◆ **Work to complete**
Write out again the entries from the first line to the line that includes "JSON array of", keeping both of those lines.

[Saved data entries]
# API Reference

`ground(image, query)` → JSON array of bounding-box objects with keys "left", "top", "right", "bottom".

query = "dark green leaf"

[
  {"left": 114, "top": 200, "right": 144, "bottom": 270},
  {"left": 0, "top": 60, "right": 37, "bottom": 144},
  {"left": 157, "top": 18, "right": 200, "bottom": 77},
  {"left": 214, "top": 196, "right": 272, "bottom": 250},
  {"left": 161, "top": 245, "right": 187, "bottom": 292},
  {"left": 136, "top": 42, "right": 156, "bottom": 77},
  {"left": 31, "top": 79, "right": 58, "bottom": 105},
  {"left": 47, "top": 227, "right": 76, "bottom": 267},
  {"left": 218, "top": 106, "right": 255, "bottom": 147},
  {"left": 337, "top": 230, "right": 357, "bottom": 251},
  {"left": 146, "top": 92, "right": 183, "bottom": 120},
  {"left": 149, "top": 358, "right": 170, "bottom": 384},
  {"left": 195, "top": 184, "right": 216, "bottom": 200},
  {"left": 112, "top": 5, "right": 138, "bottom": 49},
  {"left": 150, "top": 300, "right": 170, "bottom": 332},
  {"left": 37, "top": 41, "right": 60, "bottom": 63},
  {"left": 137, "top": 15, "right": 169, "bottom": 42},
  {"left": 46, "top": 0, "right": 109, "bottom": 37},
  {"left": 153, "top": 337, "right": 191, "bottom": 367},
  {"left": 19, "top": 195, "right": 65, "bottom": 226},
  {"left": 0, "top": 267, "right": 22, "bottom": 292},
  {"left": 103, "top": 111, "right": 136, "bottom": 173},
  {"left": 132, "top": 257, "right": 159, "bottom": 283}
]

◆ **Problem solution**
# API Reference

`ground(image, query)` → JSON array of bounding-box objects with keys "left", "top", "right", "bottom".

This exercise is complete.